ТЕКСТ УПРАЖНЕНИЯ:
════════════════

Тем временем подготовительный период «Сергея Лазо» заканчивался, и в феврале 1967 года я начал съемки фильма в Одессе. На мое счастье, Одессу завалило снегом, что для южного города было большой редкостью. К тому же грянули такие сильные морозы, что батальные съемки вообще остановились, так как в пулеметах замерзала оружейная смазка и они переставали стрелять. Военный консультант фильма генерал-полковник Н. С. Осликовский успокаивал меня: «У нас и во время войны зимой оружие не всегда стреляло. Железо что? Люди замерзали. Людей палками били, чтобы они не спали по ночам. Азиаты пачками замерзали. Вот их сильно лупили. Вот тогда все и застреляло, и войну мы выиграли!» Осликовский был Героем Советского Союза, во время войны командовал кавалерийским корпусом. У Бондарчука в работе над киноэпопеей «Война и мир» Осликовский работал военным консультантом. Я был в восхищении от генерала, от его военной дисциплинированности и пунктуальности. Когда между обедом и началом съемки оставалось немного времени, он ложился на постель в своем номере люкс совершенно одетым, слегка расслабив ремни, с головой накрывался плащ-палаткой, и лишь шпоры на сапогах выглядывали наружу.

Помню смешной эпизод во время зимних съемок. Съемочная группа и солдаты, участники массовых сцен, укрылись от пронизывающего ледяного ветра в каком-то дворе. Солдаты притоптывали ногами, толкались, боролись друг с другом, чтобы согреться, и, естественно, матерились. Из двери черной лестницы появилась живописная фигура — старая еврейка в каких-то невообразимых лохмотьях, с мусорным ведром в руке прошествовала через двор к помойным бакам. Проходя мимо матерящихся солдат, старуха сделала выразительный жест рукой и громко сказала: «Ша-а! Только, пожалуйста, без матушки!» После такой реплики солдаты притихли, а генерал Осликовский сказал: «Вот с этой бабкой я бы в разведку пошел!»

Полет в Кишинев

Весной я позвонил Андрею и рассказал о своих делах, о трудностях со сценарием. Я видел, что Георгэ Маларчук исчерпал свои возможности, а я ничем не мог ему помочь. Особенно меня не устраивал финал. Андрей ответил: «Вези отснятый материал в Москву, посмотрим, может быть, чем-то и помогу».

Я приехал. Андрей посмотрел материал, прочитал сценарий. Материал оценил как средний, а сценарий как «нечто ужасное», это было его любимое выражение. Еще любил выражение «чудовищное». Сказал, что со сценарием поможет, но позже, сейчас занят — занимается поправками к «Рублеву». Посоветовал доснять некоторые сцены, например ту, где Лазо, рискуя жизнью, спасает зерно из горящего склада. Еще порекомендовал подробнее снять эпизод «Поезд повешенных», основанный на подлинном факте времен Гражданской войны, убеждал не бояться будущих упреков в жестокости и натурализме — страшных ярлыков тех лет, с которыми он сам столкнулся при сдаче «Андрея Рублева».

════════════════

ИСХОДНЫЕ СТРОКИ:

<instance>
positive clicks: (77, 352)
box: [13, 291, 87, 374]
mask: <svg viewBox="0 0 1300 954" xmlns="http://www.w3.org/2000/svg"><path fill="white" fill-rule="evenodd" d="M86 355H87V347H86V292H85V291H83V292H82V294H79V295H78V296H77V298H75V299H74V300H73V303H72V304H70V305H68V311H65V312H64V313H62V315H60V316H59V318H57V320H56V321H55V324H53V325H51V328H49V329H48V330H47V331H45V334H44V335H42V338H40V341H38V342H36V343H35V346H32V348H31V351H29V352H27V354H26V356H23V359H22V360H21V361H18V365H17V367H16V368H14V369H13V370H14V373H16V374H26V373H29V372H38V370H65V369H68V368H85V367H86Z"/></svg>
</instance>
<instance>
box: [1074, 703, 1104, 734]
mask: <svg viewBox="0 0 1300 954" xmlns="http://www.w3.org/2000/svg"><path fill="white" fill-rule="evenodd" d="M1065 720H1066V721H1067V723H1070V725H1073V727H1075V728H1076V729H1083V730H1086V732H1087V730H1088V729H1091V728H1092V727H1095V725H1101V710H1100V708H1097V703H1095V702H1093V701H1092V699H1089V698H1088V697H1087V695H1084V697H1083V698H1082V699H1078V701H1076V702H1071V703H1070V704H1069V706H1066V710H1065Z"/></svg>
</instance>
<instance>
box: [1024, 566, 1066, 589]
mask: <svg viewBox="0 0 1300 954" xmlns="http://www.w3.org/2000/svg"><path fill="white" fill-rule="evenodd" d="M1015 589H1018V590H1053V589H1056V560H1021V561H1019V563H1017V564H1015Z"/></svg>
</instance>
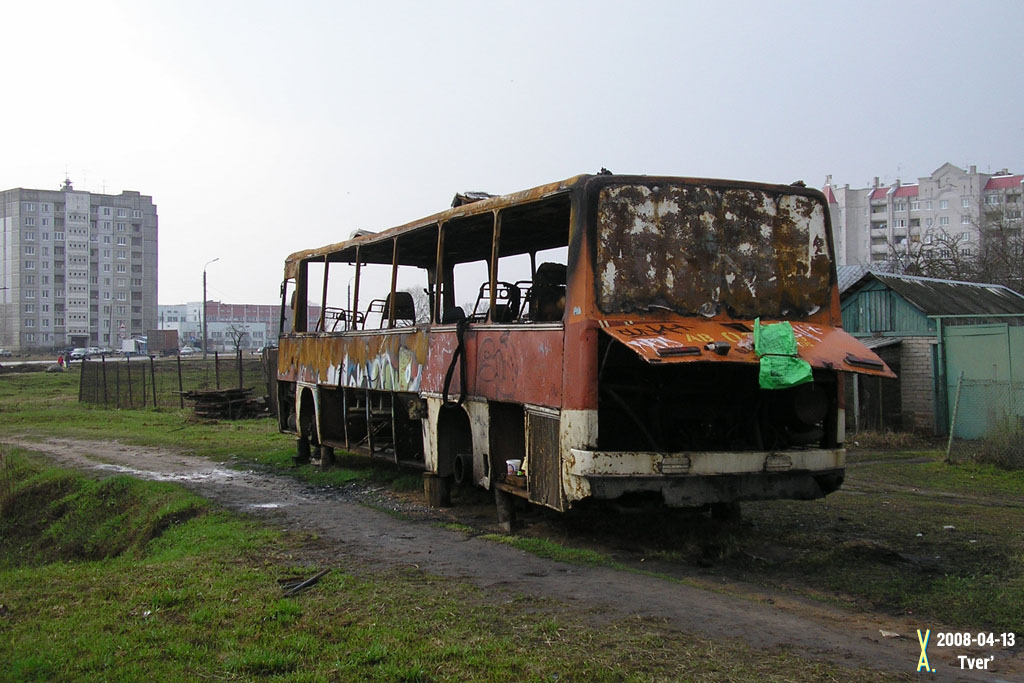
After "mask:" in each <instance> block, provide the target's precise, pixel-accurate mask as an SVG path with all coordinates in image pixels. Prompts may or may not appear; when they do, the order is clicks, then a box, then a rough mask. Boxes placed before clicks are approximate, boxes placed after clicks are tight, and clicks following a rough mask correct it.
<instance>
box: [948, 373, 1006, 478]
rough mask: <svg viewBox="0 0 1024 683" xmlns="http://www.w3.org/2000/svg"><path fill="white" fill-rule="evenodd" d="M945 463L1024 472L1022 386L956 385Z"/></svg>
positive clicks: (988, 384) (986, 381) (984, 382)
mask: <svg viewBox="0 0 1024 683" xmlns="http://www.w3.org/2000/svg"><path fill="white" fill-rule="evenodd" d="M954 391H955V393H954V394H953V397H952V401H951V409H952V410H951V412H950V429H949V442H948V446H947V449H946V451H947V456H946V457H947V459H949V460H955V461H974V462H979V463H990V464H992V465H998V466H999V467H1007V468H1012V469H1022V468H1024V383H1020V382H1006V381H999V380H969V379H963V376H962V377H961V378H959V379H958V380H957V381H956V383H955V389H954Z"/></svg>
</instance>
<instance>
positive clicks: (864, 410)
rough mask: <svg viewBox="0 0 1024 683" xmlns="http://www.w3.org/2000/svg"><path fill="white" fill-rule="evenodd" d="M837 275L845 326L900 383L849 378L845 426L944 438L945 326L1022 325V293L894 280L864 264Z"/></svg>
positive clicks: (984, 286) (856, 429)
mask: <svg viewBox="0 0 1024 683" xmlns="http://www.w3.org/2000/svg"><path fill="white" fill-rule="evenodd" d="M839 271H840V291H841V294H840V300H841V303H842V309H843V328H844V329H845V330H846V331H847V332H849V333H850V334H852V335H854V336H855V337H857V338H859V339H860V341H861V342H863V343H864V344H865V345H866V346H868V347H869V348H872V349H873V350H874V351H876V352H877V353H878V354H879V355H880V356H881V357H882V359H883V360H885V361H886V362H887V364H889V366H890V367H891V368H892V369H893V371H894V372H895V373H896V374H897V376H898V378H899V379H898V380H895V381H893V380H877V379H871V380H858V379H857V378H853V379H852V380H851V381H850V382H849V383H848V384H849V386H848V388H847V421H848V427H850V428H852V429H854V430H858V429H878V430H883V429H890V430H896V431H915V432H923V433H930V434H944V433H946V432H947V429H948V427H947V425H948V417H947V393H948V382H947V380H946V378H947V376H948V373H947V372H946V362H947V360H946V358H945V357H943V354H942V343H941V341H942V337H941V334H942V329H943V326H946V327H947V328H948V327H949V326H951V325H956V326H964V325H976V324H984V323H992V322H993V321H1000V322H1007V323H1008V324H1009V325H1021V324H1022V323H1024V296H1021V295H1020V294H1017V293H1016V292H1014V291H1013V290H1011V289H1009V288H1006V287H1002V286H1001V285H985V284H978V283H964V282H955V281H948V280H935V279H932V278H915V276H911V275H896V274H892V273H887V272H876V271H872V270H869V269H866V268H864V267H862V266H841V267H840V269H839ZM1008 315H1019V316H1021V317H1006V316H1008Z"/></svg>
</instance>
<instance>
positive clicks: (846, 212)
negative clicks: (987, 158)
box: [823, 163, 1024, 265]
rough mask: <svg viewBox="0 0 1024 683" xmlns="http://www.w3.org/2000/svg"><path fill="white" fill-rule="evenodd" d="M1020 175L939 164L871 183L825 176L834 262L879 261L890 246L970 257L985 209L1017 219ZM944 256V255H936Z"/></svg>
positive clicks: (911, 249) (986, 215) (1008, 218)
mask: <svg viewBox="0 0 1024 683" xmlns="http://www.w3.org/2000/svg"><path fill="white" fill-rule="evenodd" d="M1022 182H1024V175H1016V174H1012V173H1010V172H1009V171H1008V170H1002V171H999V172H998V173H979V172H978V169H977V167H976V166H971V167H970V168H969V169H968V170H964V169H962V168H959V167H957V166H954V165H953V164H948V163H946V164H943V165H942V166H940V167H939V168H938V169H936V170H935V172H934V173H932V174H931V175H929V176H925V177H920V178H918V182H916V183H912V184H910V183H902V182H901V181H900V180H897V181H896V182H895V183H893V184H891V185H880V184H879V179H878V178H874V182H873V185H872V186H871V187H861V188H853V187H850V185H849V184H844V185H836V184H834V183H833V180H831V176H828V178H827V180H826V182H825V186H824V188H823V191H824V194H825V198H826V199H827V200H828V206H829V212H830V214H831V221H833V234H834V240H835V243H836V257H837V264H838V265H881V264H882V263H884V262H885V261H888V260H890V259H891V258H892V250H894V249H895V250H899V249H903V250H907V251H916V250H918V249H938V250H948V249H949V246H950V244H955V247H956V249H957V250H958V252H959V254H962V255H964V256H974V255H977V253H978V248H979V244H980V241H981V239H982V233H981V229H980V228H981V226H982V225H983V224H984V221H985V219H986V216H987V215H988V214H990V213H991V212H999V213H1001V214H1002V215H1004V216H1006V217H1007V218H1008V219H1010V220H1020V219H1021V207H1022V204H1021V195H1022V187H1024V185H1022ZM942 255H944V256H948V254H942Z"/></svg>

════════════════

Почему, согласно тексту о съемках фильма «Сергей Лазо» в Одессе, остановились батальные съемки?

Из-за сильных морозов в пулеметах замерзала оружейная смазка, и они переставали стрелять.